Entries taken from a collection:
------------------------------------
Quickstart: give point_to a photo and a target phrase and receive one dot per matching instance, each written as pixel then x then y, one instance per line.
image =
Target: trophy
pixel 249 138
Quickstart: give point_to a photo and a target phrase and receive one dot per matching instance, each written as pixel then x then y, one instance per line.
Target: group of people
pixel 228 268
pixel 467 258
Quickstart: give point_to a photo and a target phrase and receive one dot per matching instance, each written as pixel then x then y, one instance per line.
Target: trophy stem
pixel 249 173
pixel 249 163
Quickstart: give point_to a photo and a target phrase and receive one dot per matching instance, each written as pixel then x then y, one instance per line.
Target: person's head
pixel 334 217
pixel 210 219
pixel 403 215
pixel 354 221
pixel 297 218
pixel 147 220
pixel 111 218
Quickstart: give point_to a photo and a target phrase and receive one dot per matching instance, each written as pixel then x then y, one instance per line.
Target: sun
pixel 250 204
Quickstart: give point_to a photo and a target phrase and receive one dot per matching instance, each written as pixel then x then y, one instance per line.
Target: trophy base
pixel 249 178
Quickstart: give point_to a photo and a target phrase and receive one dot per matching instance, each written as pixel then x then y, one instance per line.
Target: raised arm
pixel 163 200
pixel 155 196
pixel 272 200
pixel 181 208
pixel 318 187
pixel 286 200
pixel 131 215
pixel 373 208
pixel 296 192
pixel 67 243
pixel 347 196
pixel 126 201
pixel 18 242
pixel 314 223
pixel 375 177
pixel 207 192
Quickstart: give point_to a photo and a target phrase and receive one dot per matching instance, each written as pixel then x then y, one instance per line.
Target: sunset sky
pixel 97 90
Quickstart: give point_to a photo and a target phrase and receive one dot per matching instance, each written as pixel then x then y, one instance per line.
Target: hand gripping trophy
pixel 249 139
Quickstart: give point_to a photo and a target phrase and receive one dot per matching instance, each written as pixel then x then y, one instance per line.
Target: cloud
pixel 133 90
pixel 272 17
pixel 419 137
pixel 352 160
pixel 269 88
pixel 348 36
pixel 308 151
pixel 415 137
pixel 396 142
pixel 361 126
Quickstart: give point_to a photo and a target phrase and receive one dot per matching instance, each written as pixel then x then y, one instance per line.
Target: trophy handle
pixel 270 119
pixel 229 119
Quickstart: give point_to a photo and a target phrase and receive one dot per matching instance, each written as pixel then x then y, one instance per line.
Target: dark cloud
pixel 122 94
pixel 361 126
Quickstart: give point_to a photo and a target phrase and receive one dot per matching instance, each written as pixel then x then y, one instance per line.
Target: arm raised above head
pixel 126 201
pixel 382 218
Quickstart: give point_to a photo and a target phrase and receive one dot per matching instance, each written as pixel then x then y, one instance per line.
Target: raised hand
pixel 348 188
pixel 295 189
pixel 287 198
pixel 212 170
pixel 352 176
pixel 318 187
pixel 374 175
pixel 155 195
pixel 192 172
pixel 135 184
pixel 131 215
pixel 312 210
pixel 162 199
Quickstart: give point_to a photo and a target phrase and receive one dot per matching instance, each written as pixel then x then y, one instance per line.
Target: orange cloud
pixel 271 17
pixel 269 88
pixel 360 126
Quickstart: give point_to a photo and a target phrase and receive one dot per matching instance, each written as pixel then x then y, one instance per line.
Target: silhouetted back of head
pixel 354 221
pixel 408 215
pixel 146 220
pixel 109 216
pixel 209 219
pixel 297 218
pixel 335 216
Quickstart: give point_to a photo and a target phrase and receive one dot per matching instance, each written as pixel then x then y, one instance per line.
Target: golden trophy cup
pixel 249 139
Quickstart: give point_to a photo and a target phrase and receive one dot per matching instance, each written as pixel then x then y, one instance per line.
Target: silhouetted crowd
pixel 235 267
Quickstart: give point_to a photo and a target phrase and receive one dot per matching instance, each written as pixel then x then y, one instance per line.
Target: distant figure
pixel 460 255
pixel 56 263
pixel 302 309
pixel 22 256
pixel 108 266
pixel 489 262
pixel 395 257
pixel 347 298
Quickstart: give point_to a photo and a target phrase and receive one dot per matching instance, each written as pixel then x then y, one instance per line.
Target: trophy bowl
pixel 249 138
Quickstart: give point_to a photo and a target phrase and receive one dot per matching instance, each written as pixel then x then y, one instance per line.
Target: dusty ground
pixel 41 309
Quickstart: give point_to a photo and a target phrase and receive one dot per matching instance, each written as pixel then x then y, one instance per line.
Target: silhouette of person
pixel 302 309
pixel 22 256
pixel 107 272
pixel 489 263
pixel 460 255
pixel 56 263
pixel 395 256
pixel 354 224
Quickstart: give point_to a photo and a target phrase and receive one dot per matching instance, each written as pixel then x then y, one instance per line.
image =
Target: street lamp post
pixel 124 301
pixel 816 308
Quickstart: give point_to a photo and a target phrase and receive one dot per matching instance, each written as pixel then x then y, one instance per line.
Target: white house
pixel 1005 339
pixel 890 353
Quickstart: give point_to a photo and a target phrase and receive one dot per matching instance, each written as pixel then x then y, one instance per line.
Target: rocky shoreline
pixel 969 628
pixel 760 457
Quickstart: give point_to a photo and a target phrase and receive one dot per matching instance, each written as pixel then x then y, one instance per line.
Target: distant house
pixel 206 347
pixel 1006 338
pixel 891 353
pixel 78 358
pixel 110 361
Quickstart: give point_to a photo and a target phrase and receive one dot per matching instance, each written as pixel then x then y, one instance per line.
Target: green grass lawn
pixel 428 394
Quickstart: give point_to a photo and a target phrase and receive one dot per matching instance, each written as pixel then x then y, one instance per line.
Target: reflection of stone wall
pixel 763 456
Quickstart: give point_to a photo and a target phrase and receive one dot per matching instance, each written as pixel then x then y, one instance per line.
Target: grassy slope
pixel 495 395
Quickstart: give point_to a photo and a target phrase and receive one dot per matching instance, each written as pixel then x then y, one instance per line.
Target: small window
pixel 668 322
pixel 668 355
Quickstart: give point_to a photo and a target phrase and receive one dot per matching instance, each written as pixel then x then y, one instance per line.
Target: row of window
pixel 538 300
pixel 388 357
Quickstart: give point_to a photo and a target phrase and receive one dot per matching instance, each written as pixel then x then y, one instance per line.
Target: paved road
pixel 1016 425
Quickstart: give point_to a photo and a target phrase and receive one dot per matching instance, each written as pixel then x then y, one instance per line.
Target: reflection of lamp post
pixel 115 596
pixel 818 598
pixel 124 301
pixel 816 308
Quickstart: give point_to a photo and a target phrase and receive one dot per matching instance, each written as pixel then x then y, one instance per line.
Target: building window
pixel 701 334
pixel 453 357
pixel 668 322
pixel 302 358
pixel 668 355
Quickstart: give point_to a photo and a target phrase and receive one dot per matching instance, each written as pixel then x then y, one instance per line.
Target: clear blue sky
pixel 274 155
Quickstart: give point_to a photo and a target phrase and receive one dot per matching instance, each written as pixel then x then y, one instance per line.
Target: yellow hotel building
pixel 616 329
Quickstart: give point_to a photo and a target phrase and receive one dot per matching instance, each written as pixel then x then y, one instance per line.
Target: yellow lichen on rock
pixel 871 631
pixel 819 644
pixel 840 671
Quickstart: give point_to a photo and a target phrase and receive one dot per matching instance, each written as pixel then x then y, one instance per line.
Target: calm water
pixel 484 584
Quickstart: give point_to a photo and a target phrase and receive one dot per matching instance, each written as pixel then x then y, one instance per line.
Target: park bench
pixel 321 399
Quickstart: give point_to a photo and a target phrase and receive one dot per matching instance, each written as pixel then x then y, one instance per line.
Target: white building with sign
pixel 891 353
------------------------------------
§ SET PROBLEM: Every entry should be printed again exactly as it stands.

§ EXERCISE ANSWER:
Quickstart: give point_to a photo and a target phrase and receive one dot per matching instance, each written as pixel then x then y, one instance per line.
image =
Target: trophy
pixel 249 138
Quickstart: give point_to a photo and a target phrase and receive one dot per matching instance, each written as pixel then x then y, one instance per line.
Target: group of people
pixel 228 268
pixel 467 258
Quickstart: give point_to a photo and a target phrase and receive one dot per matching instance, each written as pixel then x then y, one instance per line.
Target: trophy stem
pixel 249 173
pixel 249 163
Quickstart: give point_to a photo and a target phrase and receive one dot per matching instance, each written as pixel then x then y, one instance per line.
Target: person's head
pixel 334 217
pixel 210 219
pixel 403 215
pixel 354 221
pixel 297 218
pixel 147 220
pixel 111 218
Quickstart: give point_to a photo and a target phrase and receive one dot per matching instance, each written as pixel then x then y, one instance per line.
Target: sun
pixel 250 204
Quickstart: give point_to a photo and a target phrase and receive one dot per matching instance, each written as pixel then x then y, one instance per line.
Target: trophy base
pixel 249 178
Quickstart: give point_to a photo and a target phrase and receive one dot per matching instance, each written as pixel then x then y, one instance per line.
Target: raised arm
pixel 163 200
pixel 155 196
pixel 272 200
pixel 181 208
pixel 318 187
pixel 286 200
pixel 131 215
pixel 373 208
pixel 296 192
pixel 67 243
pixel 347 196
pixel 126 201
pixel 18 242
pixel 314 223
pixel 375 177
pixel 207 192
Quickstart: give point_to a photo and a target phrase and receive one dot per matching instance, each written as pixel then x then y, one instance per line.
Target: sunset sky
pixel 97 90
Quickstart: give point_to a photo and a target phrase and receive one dot per matching instance, each written as pixel then x then y, one instance per line.
Target: hand gripping trophy
pixel 249 139
Quickstart: give point_to a photo and a target phrase and receive one dot per matching instance, each written as pixel then x then y, one instance per line.
Target: cloud
pixel 133 90
pixel 272 17
pixel 419 137
pixel 352 160
pixel 269 88
pixel 348 36
pixel 308 151
pixel 415 137
pixel 396 142
pixel 361 126
Quickstart: give point_to a photo and a target phrase and receive one dot per matching instance, each written as pixel then x then y, one instance per line.
Target: trophy handle
pixel 270 119
pixel 229 119
Quickstart: give point_to a photo and a target phrase and receive one dot per matching instance, each written as pixel then x then y, one instance per line.
Target: dark cloud
pixel 122 94
pixel 361 126
Quickstart: give point_to a photo and a target phrase and receive one dot per matching instance, each written as pixel then x then y, one instance per line.
Target: arm raised above head
pixel 126 201
pixel 382 218
Quickstart: give point_to a photo and a target phrase and receive one dot per matching instance, each written as pixel then x then y, one instance per line.
Target: raised hand
pixel 348 188
pixel 295 189
pixel 287 198
pixel 212 170
pixel 352 176
pixel 318 187
pixel 374 175
pixel 155 195
pixel 192 172
pixel 135 184
pixel 131 215
pixel 312 210
pixel 162 199
Quickstart: give point_to a photo and a target phrase and receive one dot per matching instance, each written as pixel then x then y, one instance per line.
Target: orange cloud
pixel 271 17
pixel 269 88
pixel 360 126
Quickstart: give point_to a photo and a target phrase and receive one dot per matching instance, each written as pixel then x then y, one instance per line.
Target: silhouetted back of head
pixel 354 221
pixel 408 215
pixel 146 220
pixel 109 216
pixel 209 219
pixel 297 218
pixel 335 216
Quickstart: give point_to a photo and a target phrase and receive one dot per matching instance, each written as pixel then x then y, one instance per line.
Target: golden trophy cup
pixel 249 139
Quickstart: give point_to a photo and a target phrase and receive one dot per matching instance, each written as pixel then x then y, one instance per line.
Target: silhouetted crowd
pixel 235 267
Quickstart: give point_to a photo and a target phrase and receive one dot per matching instance, each written as pixel then x then y, one instance per line.
Target: distant figure
pixel 460 255
pixel 56 263
pixel 302 309
pixel 22 256
pixel 108 266
pixel 489 262
pixel 395 257
pixel 347 298
Quickstart: give point_to a photo and a target phrase and receive one dot per matching instance, each written as pixel then x then y, one instance per line.
Target: trophy bowl
pixel 249 138
Quickstart: give point_to a photo and a target phrase and receive one dot per matching instance, each written as pixel then x then y, one instance per line.
Target: dusty ground
pixel 41 309
Quickstart: give point_to a photo and a target phrase and receive one dot per matching instance, each written as pixel then x then y, one instance per line.
Target: silhouette of person
pixel 302 309
pixel 22 256
pixel 107 272
pixel 489 263
pixel 460 255
pixel 56 263
pixel 395 256
pixel 354 224
Quickstart: give point_to a photo and a target phrase and receive one dot per matching instance, each written as pixel then x then y, one instance per line.
image =
Target: street lamp post
pixel 124 301
pixel 816 308
Quickstart: give point_to a photo and a target phrase and receive one dot per matching instance, each written as pixel then x then y, one instance per line.
Target: white house
pixel 1005 339
pixel 890 353
Quickstart: give point_to a photo and a target phrase and receive one dot per matching instance, each written as pixel then x then y, one instance per line.
Target: rocky shoreline
pixel 969 628
pixel 760 457
Quickstart: give point_to a photo and a target phrase and receive one dot per matching instance, each written as pixel then x then y, one instance per line.
Target: distant house
pixel 206 347
pixel 1006 338
pixel 891 353
pixel 78 358
pixel 110 361
Quickstart: give point_to a photo and a target phrase and receive one dot per matching instance, each written as pixel then x then y, one instance per line.
Target: green grass lawn
pixel 428 394
Quickstart: give point_to a photo and a target phrase and receive one dot per matching instance, each written as pixel then x then y, one instance per line.
Target: reflection of stone wall
pixel 763 456
Quickstart: give point_to a photo and a target phrase and receive one dot per matching instance, each written as pixel then x then y, one instance per line.
Target: grassy slope
pixel 495 395
Quickstart: give point_to a photo and a target phrase and receive one dot per matching instance, each written as pixel then x then y, one instance per line.
Target: small window
pixel 668 322
pixel 668 355
Quickstart: give point_to a photo and a target phrase and receive one dot per matching instance, each written as pixel then x then y, one instance per line.
Target: row of window
pixel 538 300
pixel 388 357
Quickstart: give point_to a photo and a target phrase and receive one dot per matching instance, each written as pixel then x then y, one instance per line.
Target: paved road
pixel 1016 425
Quickstart: give point_to a photo and a target phrase and receive one dot per matching instance, each written as pixel then x then y, one instance per line.
Target: reflection of lamp post
pixel 115 596
pixel 818 598
pixel 124 301
pixel 816 308
Quickstart: give point_to a photo and a target phrase and receive one dot per matching instance, each written as pixel then x then y, one instance per line.
Target: building window
pixel 701 334
pixel 453 357
pixel 668 322
pixel 302 358
pixel 668 355
Quickstart: give point_to a photo and a target phrase and receive one dot per matching instance, each written as pixel then x then y, one instance per line.
Target: clear blue sky
pixel 274 155
Quickstart: give point_to a photo and a target phrase and receive one dot per matching instance, each written as pixel then x then y, one instance per line.
Target: yellow hotel building
pixel 616 329
Quickstart: give point_to a photo and a target phrase and receive one dot per matching instance, each written as pixel then x then y, one instance per line.
Target: yellow lichen on rock
pixel 871 631
pixel 819 644
pixel 840 671
Quickstart: give point_to a photo and a target phrase and receive one dot per matching instance, each written as pixel then x then y, one instance per line.
Target: calm water
pixel 484 584
Quickstart: give point_to a photo and a target phrase and receive one dot per matching instance, each written as pixel then x then y, one instance per line.
Target: park bench
pixel 321 399
Quickstart: give point_to a photo and a target phrase and receive one dot per matching instance, each written as pixel then x then y, one instance per line.
Target: white building with sign
pixel 891 353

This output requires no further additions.